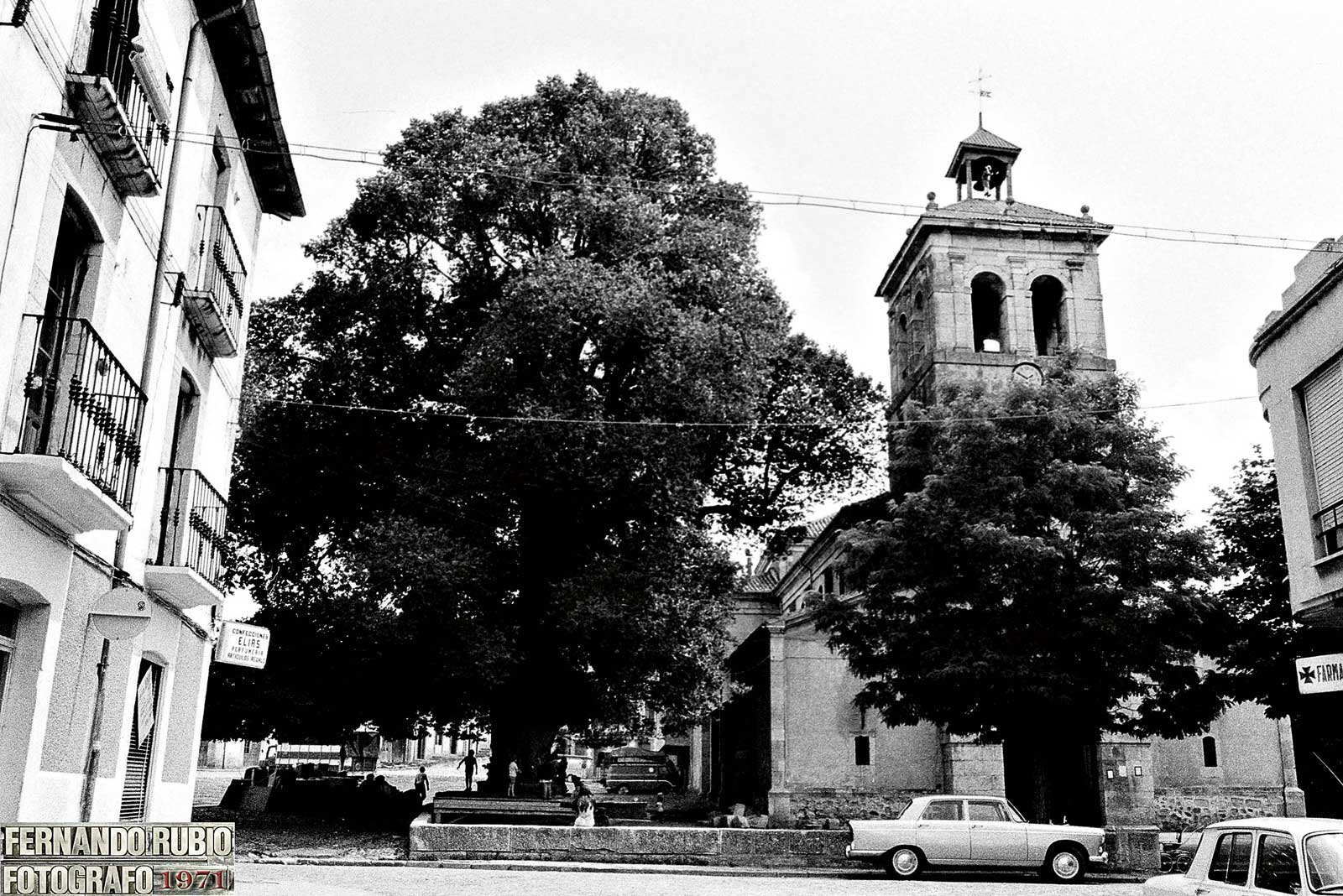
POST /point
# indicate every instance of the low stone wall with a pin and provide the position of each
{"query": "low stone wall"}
(1184, 808)
(832, 808)
(645, 846)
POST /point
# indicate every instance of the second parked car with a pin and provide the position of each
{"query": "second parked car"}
(1262, 856)
(975, 832)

☆ ☆ ☆ ☆

# Problem requirements:
Copy out every line of the material above character for character, leaving the pictures out.

# Output for this exercise:
POST /point
# indicate every instance of the low stone wall with a pin and provide the position of each
{"query": "low stone wall"}
(1184, 808)
(832, 808)
(645, 846)
POST /point
# indicate every instance of the second parked car with a pin and provide the position of each
{"query": "second parked car"}
(1262, 856)
(975, 832)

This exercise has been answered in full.